Stored data entries:
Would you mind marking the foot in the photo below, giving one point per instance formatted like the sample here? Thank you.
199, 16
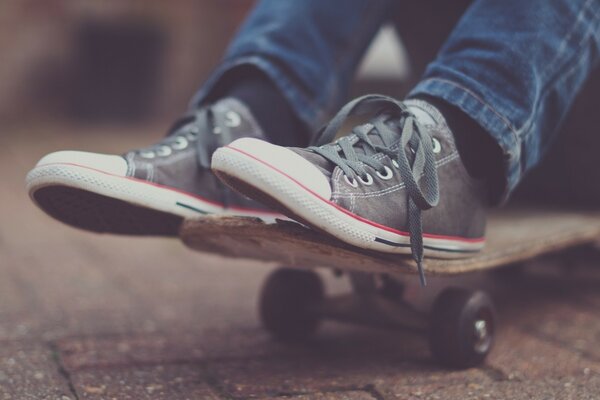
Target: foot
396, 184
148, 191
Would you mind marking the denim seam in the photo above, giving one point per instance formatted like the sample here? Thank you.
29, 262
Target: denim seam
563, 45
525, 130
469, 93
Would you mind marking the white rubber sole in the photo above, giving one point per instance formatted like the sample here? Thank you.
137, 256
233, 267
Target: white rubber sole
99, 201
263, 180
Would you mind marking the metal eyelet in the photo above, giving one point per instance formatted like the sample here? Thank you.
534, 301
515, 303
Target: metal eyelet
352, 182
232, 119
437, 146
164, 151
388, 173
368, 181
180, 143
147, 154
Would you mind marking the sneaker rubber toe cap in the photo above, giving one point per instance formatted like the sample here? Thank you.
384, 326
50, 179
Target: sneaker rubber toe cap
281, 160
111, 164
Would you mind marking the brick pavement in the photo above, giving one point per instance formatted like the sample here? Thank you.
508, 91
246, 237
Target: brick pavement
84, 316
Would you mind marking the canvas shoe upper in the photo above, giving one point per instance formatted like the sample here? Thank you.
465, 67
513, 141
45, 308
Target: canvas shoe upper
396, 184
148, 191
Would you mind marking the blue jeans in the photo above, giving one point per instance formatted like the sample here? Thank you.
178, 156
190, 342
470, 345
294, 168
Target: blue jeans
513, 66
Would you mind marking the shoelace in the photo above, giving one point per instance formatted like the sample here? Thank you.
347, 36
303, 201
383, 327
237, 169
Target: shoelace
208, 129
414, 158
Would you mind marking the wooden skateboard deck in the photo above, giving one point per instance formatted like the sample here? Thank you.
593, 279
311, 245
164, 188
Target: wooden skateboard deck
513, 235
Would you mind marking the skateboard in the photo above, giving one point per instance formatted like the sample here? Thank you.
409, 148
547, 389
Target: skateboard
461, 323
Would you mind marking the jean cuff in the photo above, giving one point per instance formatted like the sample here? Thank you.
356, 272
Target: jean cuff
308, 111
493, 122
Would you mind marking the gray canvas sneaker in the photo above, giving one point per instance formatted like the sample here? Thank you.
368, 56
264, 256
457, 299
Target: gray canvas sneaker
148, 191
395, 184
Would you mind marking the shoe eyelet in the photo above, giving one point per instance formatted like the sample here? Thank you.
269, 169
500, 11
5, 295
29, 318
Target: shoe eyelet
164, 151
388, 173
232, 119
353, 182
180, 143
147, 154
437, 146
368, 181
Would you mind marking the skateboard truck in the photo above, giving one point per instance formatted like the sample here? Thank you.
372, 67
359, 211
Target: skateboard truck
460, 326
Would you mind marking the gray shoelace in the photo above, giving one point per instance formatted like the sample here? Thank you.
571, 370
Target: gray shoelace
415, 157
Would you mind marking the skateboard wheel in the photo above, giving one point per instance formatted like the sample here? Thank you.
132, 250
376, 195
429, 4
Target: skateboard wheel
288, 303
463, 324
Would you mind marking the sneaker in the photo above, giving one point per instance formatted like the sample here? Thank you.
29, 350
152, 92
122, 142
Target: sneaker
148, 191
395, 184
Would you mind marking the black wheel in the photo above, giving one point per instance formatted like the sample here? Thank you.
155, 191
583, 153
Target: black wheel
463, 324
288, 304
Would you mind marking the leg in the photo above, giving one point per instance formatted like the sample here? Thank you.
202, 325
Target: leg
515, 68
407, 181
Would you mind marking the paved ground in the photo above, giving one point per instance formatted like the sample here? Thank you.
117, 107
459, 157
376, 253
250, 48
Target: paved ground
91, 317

...

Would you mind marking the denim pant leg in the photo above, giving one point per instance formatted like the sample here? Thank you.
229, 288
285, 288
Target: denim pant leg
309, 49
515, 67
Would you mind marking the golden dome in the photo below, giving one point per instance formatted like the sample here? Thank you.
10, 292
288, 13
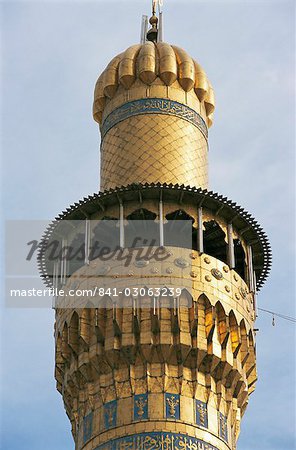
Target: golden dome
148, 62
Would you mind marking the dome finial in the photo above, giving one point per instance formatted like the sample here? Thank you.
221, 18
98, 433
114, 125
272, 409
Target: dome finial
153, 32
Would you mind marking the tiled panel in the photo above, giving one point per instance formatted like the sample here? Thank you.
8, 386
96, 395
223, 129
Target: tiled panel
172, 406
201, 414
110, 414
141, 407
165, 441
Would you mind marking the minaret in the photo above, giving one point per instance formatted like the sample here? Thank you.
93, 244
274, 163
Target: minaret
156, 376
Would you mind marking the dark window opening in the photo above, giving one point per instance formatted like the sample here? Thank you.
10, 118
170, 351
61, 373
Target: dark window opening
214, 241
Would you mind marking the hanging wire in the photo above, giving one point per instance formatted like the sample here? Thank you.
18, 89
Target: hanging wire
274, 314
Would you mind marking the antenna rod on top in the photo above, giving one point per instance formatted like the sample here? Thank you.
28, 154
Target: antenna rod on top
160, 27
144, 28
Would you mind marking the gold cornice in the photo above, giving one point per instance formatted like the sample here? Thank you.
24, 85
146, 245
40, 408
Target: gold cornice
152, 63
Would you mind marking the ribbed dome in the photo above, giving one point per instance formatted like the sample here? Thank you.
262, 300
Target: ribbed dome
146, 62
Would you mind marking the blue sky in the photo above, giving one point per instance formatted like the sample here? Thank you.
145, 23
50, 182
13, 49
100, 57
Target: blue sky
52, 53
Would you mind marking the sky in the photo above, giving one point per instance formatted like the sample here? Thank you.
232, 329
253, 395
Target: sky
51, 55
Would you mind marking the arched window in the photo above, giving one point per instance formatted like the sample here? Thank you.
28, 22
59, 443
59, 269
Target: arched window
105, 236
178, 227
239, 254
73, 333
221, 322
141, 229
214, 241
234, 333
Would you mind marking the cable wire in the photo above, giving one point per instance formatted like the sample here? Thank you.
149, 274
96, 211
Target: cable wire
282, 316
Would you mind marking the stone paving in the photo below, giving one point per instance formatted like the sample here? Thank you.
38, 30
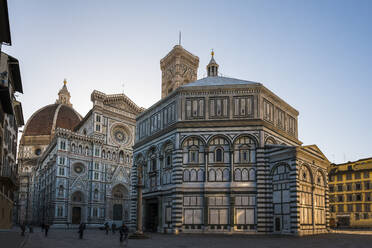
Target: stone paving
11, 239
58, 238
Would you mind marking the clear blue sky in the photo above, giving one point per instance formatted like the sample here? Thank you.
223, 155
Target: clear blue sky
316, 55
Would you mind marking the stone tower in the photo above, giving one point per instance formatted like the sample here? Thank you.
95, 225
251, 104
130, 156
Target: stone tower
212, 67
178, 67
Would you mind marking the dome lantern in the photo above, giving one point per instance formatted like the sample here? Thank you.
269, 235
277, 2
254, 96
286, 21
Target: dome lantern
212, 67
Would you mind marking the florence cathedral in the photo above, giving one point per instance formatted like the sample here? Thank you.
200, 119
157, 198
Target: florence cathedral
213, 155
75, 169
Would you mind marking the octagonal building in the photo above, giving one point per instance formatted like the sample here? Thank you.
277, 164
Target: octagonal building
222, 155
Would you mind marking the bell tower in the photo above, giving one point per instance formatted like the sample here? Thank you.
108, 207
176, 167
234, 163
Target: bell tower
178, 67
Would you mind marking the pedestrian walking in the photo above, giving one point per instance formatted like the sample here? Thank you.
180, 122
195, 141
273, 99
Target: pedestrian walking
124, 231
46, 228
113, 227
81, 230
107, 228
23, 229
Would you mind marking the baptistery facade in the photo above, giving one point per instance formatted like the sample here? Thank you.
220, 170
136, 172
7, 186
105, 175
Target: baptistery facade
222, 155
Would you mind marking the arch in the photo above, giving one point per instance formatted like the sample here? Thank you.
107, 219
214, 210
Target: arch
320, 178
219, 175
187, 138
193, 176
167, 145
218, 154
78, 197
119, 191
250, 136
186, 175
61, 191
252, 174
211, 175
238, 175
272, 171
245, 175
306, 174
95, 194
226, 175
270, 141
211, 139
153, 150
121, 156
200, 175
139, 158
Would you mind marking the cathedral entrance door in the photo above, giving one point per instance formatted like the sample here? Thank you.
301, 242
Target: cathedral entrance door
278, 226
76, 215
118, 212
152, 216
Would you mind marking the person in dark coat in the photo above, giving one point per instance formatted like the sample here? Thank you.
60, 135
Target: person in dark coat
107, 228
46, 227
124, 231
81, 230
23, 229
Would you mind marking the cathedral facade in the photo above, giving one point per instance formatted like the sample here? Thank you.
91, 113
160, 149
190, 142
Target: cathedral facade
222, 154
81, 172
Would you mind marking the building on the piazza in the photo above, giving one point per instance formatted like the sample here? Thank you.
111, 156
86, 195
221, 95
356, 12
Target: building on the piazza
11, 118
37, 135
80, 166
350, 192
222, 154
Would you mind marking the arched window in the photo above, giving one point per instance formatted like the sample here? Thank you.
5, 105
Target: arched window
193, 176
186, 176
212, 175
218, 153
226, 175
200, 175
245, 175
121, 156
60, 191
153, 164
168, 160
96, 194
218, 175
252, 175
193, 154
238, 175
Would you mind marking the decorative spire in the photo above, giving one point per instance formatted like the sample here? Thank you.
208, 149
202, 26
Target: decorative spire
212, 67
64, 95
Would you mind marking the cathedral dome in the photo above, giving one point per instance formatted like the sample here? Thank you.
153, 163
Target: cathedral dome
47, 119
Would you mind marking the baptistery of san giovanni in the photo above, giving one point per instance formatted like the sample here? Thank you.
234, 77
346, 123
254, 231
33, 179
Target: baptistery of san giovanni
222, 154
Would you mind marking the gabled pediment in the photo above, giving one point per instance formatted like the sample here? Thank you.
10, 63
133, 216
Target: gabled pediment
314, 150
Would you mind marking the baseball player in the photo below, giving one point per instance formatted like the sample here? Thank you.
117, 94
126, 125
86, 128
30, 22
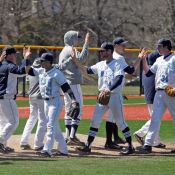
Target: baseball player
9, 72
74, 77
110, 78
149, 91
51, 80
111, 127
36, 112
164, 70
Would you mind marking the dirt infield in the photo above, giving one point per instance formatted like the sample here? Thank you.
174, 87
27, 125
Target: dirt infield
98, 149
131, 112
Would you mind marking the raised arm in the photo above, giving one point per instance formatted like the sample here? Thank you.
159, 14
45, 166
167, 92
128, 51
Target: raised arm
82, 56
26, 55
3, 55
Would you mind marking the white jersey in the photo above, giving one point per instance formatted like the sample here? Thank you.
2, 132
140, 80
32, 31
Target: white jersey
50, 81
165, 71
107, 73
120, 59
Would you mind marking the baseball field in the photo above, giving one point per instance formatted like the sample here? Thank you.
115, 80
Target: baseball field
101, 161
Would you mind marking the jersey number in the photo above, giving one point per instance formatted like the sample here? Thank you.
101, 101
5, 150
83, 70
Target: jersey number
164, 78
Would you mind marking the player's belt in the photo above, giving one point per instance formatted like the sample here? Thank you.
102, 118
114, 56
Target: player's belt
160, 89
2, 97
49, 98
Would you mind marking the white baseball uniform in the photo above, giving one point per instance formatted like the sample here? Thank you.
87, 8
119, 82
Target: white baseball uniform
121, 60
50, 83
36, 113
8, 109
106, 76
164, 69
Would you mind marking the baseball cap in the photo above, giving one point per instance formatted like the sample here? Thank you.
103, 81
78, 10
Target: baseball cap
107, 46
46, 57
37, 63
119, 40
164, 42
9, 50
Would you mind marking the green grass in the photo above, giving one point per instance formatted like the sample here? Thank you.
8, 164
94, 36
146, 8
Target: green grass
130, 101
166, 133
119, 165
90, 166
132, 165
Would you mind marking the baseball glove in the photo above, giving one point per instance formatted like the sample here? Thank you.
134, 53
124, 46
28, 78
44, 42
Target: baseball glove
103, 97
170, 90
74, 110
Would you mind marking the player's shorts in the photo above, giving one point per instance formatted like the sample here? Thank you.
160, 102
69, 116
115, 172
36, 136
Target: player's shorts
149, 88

**Task description**
Go through the data above and copy each line in which "below" appears.

**Result of the exercise**
Would you mind marking the foot in the photo below, giving one point per instance formatted like the sample here? Thank you.
Would you mind marking the golden dome in the photo below, giving one point per instance formatted like the sample here? Thank you.
Would you mind marking the stone paving in the photo below, giving one point per instance formatted like the sample here? Thank you.
Would you mind marking the baseball player in the photo below, giving one point per instance formatted like the sample here? Thank you.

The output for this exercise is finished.